#### Material shown ####

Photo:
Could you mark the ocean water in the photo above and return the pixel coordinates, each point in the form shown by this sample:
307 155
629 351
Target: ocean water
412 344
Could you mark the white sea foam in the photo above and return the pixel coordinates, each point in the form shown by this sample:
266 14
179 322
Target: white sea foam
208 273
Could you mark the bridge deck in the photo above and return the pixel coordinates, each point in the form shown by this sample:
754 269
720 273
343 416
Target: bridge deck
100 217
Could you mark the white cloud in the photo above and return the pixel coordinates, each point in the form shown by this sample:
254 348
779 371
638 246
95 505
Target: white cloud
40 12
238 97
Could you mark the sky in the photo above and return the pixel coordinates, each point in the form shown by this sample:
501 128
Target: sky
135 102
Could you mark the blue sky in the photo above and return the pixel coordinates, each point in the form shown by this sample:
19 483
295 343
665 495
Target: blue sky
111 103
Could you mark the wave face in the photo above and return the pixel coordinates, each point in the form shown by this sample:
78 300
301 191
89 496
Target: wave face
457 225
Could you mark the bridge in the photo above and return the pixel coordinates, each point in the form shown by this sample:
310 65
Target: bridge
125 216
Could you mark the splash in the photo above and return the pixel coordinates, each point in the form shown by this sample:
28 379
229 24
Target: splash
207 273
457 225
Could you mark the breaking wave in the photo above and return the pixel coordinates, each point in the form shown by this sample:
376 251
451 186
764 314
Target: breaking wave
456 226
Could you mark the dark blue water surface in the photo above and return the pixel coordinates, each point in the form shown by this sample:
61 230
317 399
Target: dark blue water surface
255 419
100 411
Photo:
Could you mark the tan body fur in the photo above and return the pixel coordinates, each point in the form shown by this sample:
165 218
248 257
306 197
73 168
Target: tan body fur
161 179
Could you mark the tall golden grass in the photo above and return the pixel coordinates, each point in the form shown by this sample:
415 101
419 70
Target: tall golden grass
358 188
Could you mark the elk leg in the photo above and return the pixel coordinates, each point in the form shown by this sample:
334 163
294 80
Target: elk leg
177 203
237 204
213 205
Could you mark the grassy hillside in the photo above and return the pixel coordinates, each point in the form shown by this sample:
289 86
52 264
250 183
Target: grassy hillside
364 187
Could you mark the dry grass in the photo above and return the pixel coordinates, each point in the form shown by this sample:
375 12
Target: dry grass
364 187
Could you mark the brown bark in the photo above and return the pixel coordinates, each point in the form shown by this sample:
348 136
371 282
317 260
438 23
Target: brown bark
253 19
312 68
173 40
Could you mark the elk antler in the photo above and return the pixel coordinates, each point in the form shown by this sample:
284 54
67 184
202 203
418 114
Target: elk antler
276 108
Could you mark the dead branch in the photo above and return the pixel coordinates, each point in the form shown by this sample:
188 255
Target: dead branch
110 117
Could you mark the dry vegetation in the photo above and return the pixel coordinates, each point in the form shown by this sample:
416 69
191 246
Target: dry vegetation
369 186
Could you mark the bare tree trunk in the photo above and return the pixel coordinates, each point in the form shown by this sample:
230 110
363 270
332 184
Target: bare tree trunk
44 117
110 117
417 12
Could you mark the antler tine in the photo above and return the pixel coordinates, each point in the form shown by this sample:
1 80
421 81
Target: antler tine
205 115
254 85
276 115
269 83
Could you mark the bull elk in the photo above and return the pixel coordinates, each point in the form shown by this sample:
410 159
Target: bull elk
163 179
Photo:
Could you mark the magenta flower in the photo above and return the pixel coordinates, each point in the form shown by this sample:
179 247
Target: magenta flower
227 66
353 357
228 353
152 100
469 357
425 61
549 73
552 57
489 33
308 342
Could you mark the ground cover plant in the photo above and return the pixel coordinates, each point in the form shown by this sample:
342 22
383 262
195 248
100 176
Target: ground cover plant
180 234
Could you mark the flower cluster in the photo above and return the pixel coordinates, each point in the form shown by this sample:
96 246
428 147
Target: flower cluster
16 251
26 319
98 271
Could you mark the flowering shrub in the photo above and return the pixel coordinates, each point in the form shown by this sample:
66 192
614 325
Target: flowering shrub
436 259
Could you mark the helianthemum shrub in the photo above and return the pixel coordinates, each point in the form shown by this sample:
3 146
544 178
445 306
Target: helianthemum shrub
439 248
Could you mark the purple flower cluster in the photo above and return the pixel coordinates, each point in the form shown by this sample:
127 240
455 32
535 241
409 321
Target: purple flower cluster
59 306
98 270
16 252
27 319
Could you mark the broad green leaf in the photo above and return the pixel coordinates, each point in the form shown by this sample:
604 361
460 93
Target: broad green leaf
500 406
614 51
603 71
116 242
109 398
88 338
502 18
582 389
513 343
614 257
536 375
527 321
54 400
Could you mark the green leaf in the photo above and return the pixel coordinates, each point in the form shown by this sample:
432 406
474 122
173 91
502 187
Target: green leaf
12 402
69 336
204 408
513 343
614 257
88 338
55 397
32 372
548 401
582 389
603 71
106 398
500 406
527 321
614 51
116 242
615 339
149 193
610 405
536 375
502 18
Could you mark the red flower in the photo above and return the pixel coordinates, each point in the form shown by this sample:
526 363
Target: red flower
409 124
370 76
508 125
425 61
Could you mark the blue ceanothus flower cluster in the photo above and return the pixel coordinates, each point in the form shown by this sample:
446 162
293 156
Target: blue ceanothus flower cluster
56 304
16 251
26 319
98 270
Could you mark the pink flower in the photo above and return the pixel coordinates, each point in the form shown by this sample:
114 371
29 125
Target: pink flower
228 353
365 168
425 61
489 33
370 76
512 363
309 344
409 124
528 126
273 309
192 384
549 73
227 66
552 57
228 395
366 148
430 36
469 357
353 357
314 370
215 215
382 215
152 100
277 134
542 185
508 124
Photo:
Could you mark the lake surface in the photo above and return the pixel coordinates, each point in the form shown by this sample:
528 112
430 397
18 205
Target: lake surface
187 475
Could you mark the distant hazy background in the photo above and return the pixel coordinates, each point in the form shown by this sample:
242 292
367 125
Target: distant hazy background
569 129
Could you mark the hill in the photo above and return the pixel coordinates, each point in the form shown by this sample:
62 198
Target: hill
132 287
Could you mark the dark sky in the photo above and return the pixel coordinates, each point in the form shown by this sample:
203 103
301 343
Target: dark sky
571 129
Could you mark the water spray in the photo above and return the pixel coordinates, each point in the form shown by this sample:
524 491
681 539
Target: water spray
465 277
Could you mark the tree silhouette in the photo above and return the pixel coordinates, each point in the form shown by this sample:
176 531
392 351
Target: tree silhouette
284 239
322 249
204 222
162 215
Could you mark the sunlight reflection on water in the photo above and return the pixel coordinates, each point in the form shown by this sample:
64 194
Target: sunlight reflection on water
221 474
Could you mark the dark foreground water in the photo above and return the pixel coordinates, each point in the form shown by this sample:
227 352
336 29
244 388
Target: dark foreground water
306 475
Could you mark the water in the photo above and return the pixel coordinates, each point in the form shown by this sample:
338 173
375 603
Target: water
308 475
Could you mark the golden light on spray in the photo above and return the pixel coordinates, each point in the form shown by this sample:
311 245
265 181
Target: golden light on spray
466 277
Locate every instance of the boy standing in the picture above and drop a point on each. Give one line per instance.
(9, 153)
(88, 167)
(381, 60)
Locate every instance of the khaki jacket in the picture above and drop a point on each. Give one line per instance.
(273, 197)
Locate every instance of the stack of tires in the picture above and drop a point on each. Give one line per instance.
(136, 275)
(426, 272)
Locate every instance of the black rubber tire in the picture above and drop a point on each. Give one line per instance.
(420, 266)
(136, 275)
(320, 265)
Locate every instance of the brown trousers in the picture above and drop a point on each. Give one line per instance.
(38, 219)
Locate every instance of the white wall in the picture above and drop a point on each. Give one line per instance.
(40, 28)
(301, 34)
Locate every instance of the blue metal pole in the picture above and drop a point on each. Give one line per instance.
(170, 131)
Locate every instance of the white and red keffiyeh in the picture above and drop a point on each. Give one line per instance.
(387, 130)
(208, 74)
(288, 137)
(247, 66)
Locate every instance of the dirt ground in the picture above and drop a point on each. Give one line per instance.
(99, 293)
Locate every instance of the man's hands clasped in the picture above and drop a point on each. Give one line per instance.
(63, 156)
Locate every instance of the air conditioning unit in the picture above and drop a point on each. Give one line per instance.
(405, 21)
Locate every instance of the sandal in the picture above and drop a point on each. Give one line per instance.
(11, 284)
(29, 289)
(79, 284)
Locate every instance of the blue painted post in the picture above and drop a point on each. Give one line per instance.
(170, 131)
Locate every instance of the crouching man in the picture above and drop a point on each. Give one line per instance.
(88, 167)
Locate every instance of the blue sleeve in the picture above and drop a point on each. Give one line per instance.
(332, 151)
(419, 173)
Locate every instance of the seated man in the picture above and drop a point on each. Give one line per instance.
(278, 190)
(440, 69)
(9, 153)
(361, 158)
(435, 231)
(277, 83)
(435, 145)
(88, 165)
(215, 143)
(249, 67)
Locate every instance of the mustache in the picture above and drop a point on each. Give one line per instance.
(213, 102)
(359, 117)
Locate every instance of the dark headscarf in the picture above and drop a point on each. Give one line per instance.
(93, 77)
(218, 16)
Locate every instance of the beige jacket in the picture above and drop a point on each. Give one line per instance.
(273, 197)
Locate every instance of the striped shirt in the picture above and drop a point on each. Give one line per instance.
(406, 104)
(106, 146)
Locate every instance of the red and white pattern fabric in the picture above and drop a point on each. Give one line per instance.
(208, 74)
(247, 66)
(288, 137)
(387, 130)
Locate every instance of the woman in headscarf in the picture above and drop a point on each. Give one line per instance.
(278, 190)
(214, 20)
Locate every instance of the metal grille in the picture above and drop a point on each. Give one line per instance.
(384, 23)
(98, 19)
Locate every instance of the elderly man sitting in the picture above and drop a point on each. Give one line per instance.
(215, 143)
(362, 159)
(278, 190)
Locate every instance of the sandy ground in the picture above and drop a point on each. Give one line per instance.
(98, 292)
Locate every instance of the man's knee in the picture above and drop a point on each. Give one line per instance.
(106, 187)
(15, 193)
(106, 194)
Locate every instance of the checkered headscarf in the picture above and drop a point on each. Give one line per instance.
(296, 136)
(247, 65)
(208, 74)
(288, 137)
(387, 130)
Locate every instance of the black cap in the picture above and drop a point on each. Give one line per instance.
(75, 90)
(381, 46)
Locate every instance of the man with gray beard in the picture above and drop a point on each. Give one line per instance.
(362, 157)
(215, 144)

####

[Work order] Reproduce exactly the lines from the one containing "Locate every instance of the woman" through the last line of the records above, including both, and nothing else.

[Task result]
Locate every instance of the woman in headscarf in the picture above and drop a point on each. Give one line per instance.
(278, 190)
(214, 20)
Locate every instance of the metal grille in the picture above and drop a point on each. Give one line per instance.
(384, 23)
(98, 19)
Locate every instance of the elderly man sitting in the picture above and drop a point on each. Give one line per instance.
(215, 143)
(362, 159)
(278, 190)
Locate every instance of the sandy ground in the picture above and drop a point on each. Give one line per instance.
(98, 292)
Locate every instance of the man's knee in the picture above and drop a point on each. Give one line per instance.
(106, 187)
(15, 193)
(106, 194)
Locate every instance of the checkered headscarf in the picture above and drop a point on each. Give one line per instance.
(296, 136)
(247, 65)
(208, 74)
(288, 137)
(387, 130)
Locate every instance of the black cap in the picture above and drop a point on each. Give one line per instance.
(75, 90)
(381, 46)
Locate every instance of the man with gray beard in the picture above and drop a point on each. Give one line per instance.
(362, 157)
(215, 144)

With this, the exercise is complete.